— Work to be completed —
Return every line of the data below as a JSON list of strings, one string per line, with blank lines skipped. Leave the pictures out of your answer.

— Available data —
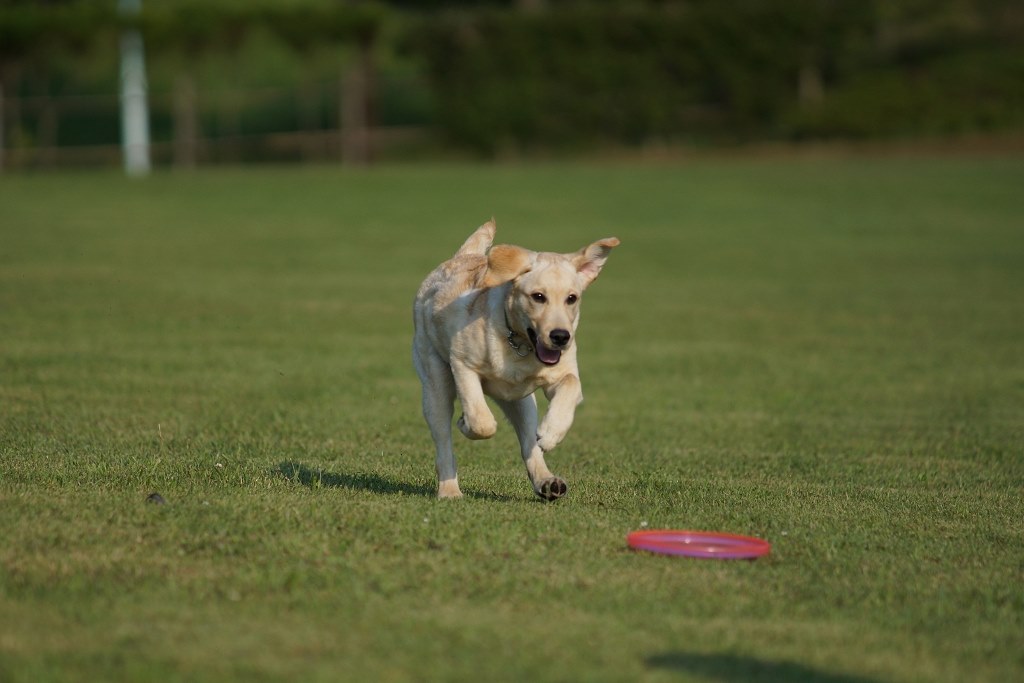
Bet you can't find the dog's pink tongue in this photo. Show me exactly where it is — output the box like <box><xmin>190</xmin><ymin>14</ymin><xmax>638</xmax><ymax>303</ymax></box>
<box><xmin>537</xmin><ymin>344</ymin><xmax>562</xmax><ymax>366</ymax></box>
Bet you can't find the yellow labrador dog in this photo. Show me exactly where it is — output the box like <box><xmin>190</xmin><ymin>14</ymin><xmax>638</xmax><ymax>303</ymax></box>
<box><xmin>413</xmin><ymin>219</ymin><xmax>618</xmax><ymax>501</ymax></box>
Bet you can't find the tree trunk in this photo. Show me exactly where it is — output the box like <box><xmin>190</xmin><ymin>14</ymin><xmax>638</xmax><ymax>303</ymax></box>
<box><xmin>341</xmin><ymin>40</ymin><xmax>374</xmax><ymax>166</ymax></box>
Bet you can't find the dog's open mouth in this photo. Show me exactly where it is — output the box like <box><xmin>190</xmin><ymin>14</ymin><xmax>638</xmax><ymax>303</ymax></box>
<box><xmin>526</xmin><ymin>328</ymin><xmax>562</xmax><ymax>366</ymax></box>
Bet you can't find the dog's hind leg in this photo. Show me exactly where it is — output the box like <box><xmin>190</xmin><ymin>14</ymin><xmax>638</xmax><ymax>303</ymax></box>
<box><xmin>497</xmin><ymin>394</ymin><xmax>568</xmax><ymax>501</ymax></box>
<box><xmin>414</xmin><ymin>349</ymin><xmax>462</xmax><ymax>498</ymax></box>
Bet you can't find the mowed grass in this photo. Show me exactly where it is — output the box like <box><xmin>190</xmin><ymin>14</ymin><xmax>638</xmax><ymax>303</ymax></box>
<box><xmin>0</xmin><ymin>158</ymin><xmax>1024</xmax><ymax>683</ymax></box>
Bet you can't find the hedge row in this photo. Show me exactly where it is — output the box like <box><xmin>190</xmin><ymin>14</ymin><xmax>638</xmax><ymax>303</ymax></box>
<box><xmin>0</xmin><ymin>0</ymin><xmax>1024</xmax><ymax>155</ymax></box>
<box><xmin>410</xmin><ymin>0</ymin><xmax>1024</xmax><ymax>154</ymax></box>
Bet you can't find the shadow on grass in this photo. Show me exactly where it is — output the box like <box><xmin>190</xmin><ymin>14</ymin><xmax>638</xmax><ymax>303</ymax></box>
<box><xmin>275</xmin><ymin>462</ymin><xmax>515</xmax><ymax>501</ymax></box>
<box><xmin>645</xmin><ymin>652</ymin><xmax>874</xmax><ymax>683</ymax></box>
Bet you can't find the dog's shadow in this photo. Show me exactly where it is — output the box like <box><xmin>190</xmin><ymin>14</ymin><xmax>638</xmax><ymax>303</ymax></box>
<box><xmin>273</xmin><ymin>462</ymin><xmax>516</xmax><ymax>501</ymax></box>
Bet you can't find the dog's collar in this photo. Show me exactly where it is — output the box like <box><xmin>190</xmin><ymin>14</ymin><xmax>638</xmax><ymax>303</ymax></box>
<box><xmin>505</xmin><ymin>311</ymin><xmax>534</xmax><ymax>358</ymax></box>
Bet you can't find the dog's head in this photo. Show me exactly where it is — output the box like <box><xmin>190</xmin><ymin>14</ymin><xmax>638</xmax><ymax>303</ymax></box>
<box><xmin>484</xmin><ymin>238</ymin><xmax>618</xmax><ymax>366</ymax></box>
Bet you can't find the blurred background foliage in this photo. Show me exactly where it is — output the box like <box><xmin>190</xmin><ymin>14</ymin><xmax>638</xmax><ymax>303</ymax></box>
<box><xmin>0</xmin><ymin>0</ymin><xmax>1024</xmax><ymax>167</ymax></box>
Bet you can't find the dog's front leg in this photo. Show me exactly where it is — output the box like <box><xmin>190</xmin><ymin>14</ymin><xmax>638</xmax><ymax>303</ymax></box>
<box><xmin>452</xmin><ymin>362</ymin><xmax>498</xmax><ymax>439</ymax></box>
<box><xmin>498</xmin><ymin>394</ymin><xmax>568</xmax><ymax>501</ymax></box>
<box><xmin>537</xmin><ymin>375</ymin><xmax>583</xmax><ymax>453</ymax></box>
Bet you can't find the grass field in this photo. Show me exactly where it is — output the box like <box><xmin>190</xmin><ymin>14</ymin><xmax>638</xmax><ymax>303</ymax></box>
<box><xmin>0</xmin><ymin>158</ymin><xmax>1024</xmax><ymax>683</ymax></box>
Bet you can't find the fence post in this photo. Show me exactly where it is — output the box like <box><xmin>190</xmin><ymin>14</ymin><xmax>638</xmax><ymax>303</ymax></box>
<box><xmin>174</xmin><ymin>71</ymin><xmax>199</xmax><ymax>168</ymax></box>
<box><xmin>118</xmin><ymin>0</ymin><xmax>150</xmax><ymax>176</ymax></box>
<box><xmin>0</xmin><ymin>78</ymin><xmax>5</xmax><ymax>173</ymax></box>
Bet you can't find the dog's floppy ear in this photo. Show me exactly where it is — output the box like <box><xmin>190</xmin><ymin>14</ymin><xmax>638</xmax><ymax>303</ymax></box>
<box><xmin>480</xmin><ymin>245</ymin><xmax>537</xmax><ymax>289</ymax></box>
<box><xmin>571</xmin><ymin>238</ymin><xmax>618</xmax><ymax>287</ymax></box>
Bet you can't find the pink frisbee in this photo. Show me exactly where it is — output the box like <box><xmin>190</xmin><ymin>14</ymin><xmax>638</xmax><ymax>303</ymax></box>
<box><xmin>626</xmin><ymin>529</ymin><xmax>771</xmax><ymax>560</ymax></box>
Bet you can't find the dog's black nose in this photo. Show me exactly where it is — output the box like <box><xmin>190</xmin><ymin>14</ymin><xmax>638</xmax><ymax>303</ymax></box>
<box><xmin>548</xmin><ymin>330</ymin><xmax>572</xmax><ymax>346</ymax></box>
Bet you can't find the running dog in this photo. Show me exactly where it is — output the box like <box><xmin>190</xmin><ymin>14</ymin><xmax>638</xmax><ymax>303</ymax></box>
<box><xmin>413</xmin><ymin>219</ymin><xmax>618</xmax><ymax>501</ymax></box>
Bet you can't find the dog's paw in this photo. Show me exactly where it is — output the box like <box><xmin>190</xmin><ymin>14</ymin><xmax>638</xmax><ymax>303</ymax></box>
<box><xmin>534</xmin><ymin>477</ymin><xmax>568</xmax><ymax>501</ymax></box>
<box><xmin>456</xmin><ymin>415</ymin><xmax>498</xmax><ymax>440</ymax></box>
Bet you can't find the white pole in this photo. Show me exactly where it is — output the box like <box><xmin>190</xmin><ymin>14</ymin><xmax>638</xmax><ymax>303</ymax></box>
<box><xmin>118</xmin><ymin>0</ymin><xmax>150</xmax><ymax>176</ymax></box>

— Exercise answer —
[
  "Bet you can't find the dog's pink tongue in this photo. Show me exactly where it is — output the box like <box><xmin>190</xmin><ymin>14</ymin><xmax>638</xmax><ymax>303</ymax></box>",
  "<box><xmin>537</xmin><ymin>344</ymin><xmax>562</xmax><ymax>366</ymax></box>",
  "Bet you can't find the yellow labrador dog in this photo. Show me exactly where it is — output the box like <box><xmin>190</xmin><ymin>14</ymin><xmax>638</xmax><ymax>303</ymax></box>",
  "<box><xmin>413</xmin><ymin>219</ymin><xmax>618</xmax><ymax>501</ymax></box>",
  "Bet you can't find the tree trunk in this photo. Show me exactly where it is — output the box like <box><xmin>190</xmin><ymin>14</ymin><xmax>638</xmax><ymax>303</ymax></box>",
  "<box><xmin>341</xmin><ymin>40</ymin><xmax>374</xmax><ymax>166</ymax></box>",
  "Bet you can't find the dog's open mouth in this photo. Show me exactly where it is — output the box like <box><xmin>190</xmin><ymin>14</ymin><xmax>638</xmax><ymax>303</ymax></box>",
  "<box><xmin>526</xmin><ymin>328</ymin><xmax>562</xmax><ymax>366</ymax></box>",
  "Bet you can't find the dog's hind leg in this photo. Show me exactly where it is — output the box like <box><xmin>190</xmin><ymin>14</ymin><xmax>638</xmax><ymax>303</ymax></box>",
  "<box><xmin>497</xmin><ymin>394</ymin><xmax>568</xmax><ymax>501</ymax></box>",
  "<box><xmin>414</xmin><ymin>349</ymin><xmax>462</xmax><ymax>498</ymax></box>",
  "Bet you can't find the mowed grass in this photo. Show me exactly where it is — output the box like <box><xmin>190</xmin><ymin>14</ymin><xmax>638</xmax><ymax>303</ymax></box>",
  "<box><xmin>0</xmin><ymin>158</ymin><xmax>1024</xmax><ymax>683</ymax></box>",
  "Bet you can't find the hedge row in this photo. Show me exactly where it is — output the box like <box><xmin>190</xmin><ymin>14</ymin><xmax>638</xmax><ymax>303</ymax></box>",
  "<box><xmin>0</xmin><ymin>0</ymin><xmax>1024</xmax><ymax>155</ymax></box>",
  "<box><xmin>410</xmin><ymin>0</ymin><xmax>1024</xmax><ymax>154</ymax></box>",
  "Bet you can't find the shadow on grass in this photo. Show me exactly where it is — output the box like <box><xmin>190</xmin><ymin>14</ymin><xmax>638</xmax><ymax>303</ymax></box>",
  "<box><xmin>275</xmin><ymin>462</ymin><xmax>515</xmax><ymax>501</ymax></box>",
  "<box><xmin>645</xmin><ymin>652</ymin><xmax>874</xmax><ymax>683</ymax></box>",
  "Bet you can't find the dog's shadow in this photo. Show me exactly where it is — output the box like <box><xmin>190</xmin><ymin>14</ymin><xmax>638</xmax><ymax>303</ymax></box>",
  "<box><xmin>273</xmin><ymin>462</ymin><xmax>516</xmax><ymax>501</ymax></box>",
  "Bet you can't find the dog's collar in this photo. Show me exactly where it is — output the box like <box><xmin>190</xmin><ymin>14</ymin><xmax>638</xmax><ymax>303</ymax></box>",
  "<box><xmin>505</xmin><ymin>311</ymin><xmax>534</xmax><ymax>358</ymax></box>",
  "Bet you can't find the dog's head in this photo. Show me exactly where it is — output the box like <box><xmin>190</xmin><ymin>14</ymin><xmax>638</xmax><ymax>303</ymax></box>",
  "<box><xmin>484</xmin><ymin>238</ymin><xmax>618</xmax><ymax>366</ymax></box>",
  "Bet you can't find the blurred background foliage in this photo. Show me exactly where it is — output the box like <box><xmin>190</xmin><ymin>14</ymin><xmax>638</xmax><ymax>303</ymax></box>",
  "<box><xmin>0</xmin><ymin>0</ymin><xmax>1024</xmax><ymax>167</ymax></box>",
  "Bet you can't find the dog's front leg in this photo. Show me exactly where it is — output the box like <box><xmin>190</xmin><ymin>14</ymin><xmax>638</xmax><ymax>303</ymax></box>",
  "<box><xmin>452</xmin><ymin>362</ymin><xmax>498</xmax><ymax>439</ymax></box>",
  "<box><xmin>498</xmin><ymin>394</ymin><xmax>568</xmax><ymax>501</ymax></box>",
  "<box><xmin>537</xmin><ymin>375</ymin><xmax>583</xmax><ymax>453</ymax></box>",
  "Bet you can't find the grass field in this photo. Show me exactly where it is — output the box like <box><xmin>190</xmin><ymin>14</ymin><xmax>638</xmax><ymax>303</ymax></box>",
  "<box><xmin>0</xmin><ymin>158</ymin><xmax>1024</xmax><ymax>683</ymax></box>",
  "Bet you can't find the fence post in this photo. Show me exactly where it is — output the box like <box><xmin>190</xmin><ymin>14</ymin><xmax>638</xmax><ymax>303</ymax></box>",
  "<box><xmin>174</xmin><ymin>71</ymin><xmax>199</xmax><ymax>168</ymax></box>",
  "<box><xmin>118</xmin><ymin>0</ymin><xmax>150</xmax><ymax>176</ymax></box>",
  "<box><xmin>0</xmin><ymin>78</ymin><xmax>5</xmax><ymax>173</ymax></box>",
  "Bet you can't find the dog's floppy ear in this photo. Show me exactly where it is — output the box like <box><xmin>190</xmin><ymin>14</ymin><xmax>638</xmax><ymax>303</ymax></box>",
  "<box><xmin>480</xmin><ymin>245</ymin><xmax>537</xmax><ymax>289</ymax></box>",
  "<box><xmin>571</xmin><ymin>238</ymin><xmax>618</xmax><ymax>287</ymax></box>",
  "Bet you can't find the pink frisbee in this photo. Show me exactly where it is — output the box like <box><xmin>190</xmin><ymin>14</ymin><xmax>638</xmax><ymax>303</ymax></box>",
  "<box><xmin>626</xmin><ymin>529</ymin><xmax>771</xmax><ymax>560</ymax></box>",
  "Bet you can't find the dog's black nose in this photo. Show me exactly where it is — output the box like <box><xmin>190</xmin><ymin>14</ymin><xmax>638</xmax><ymax>303</ymax></box>",
  "<box><xmin>548</xmin><ymin>330</ymin><xmax>572</xmax><ymax>346</ymax></box>",
  "Bet you can't find the running dog in this photo. Show me exactly where it is — output the box like <box><xmin>190</xmin><ymin>14</ymin><xmax>638</xmax><ymax>303</ymax></box>",
  "<box><xmin>413</xmin><ymin>219</ymin><xmax>618</xmax><ymax>501</ymax></box>",
  "Bet you can't find the dog's paw in this photo. Show me exactly where it is — output the box like <box><xmin>190</xmin><ymin>14</ymin><xmax>638</xmax><ymax>303</ymax></box>",
  "<box><xmin>534</xmin><ymin>477</ymin><xmax>568</xmax><ymax>501</ymax></box>",
  "<box><xmin>456</xmin><ymin>415</ymin><xmax>498</xmax><ymax>440</ymax></box>",
  "Bet you can't find the white pole in this photo. Show me exactly where it is — output the box like <box><xmin>190</xmin><ymin>14</ymin><xmax>638</xmax><ymax>303</ymax></box>",
  "<box><xmin>118</xmin><ymin>0</ymin><xmax>150</xmax><ymax>176</ymax></box>"
]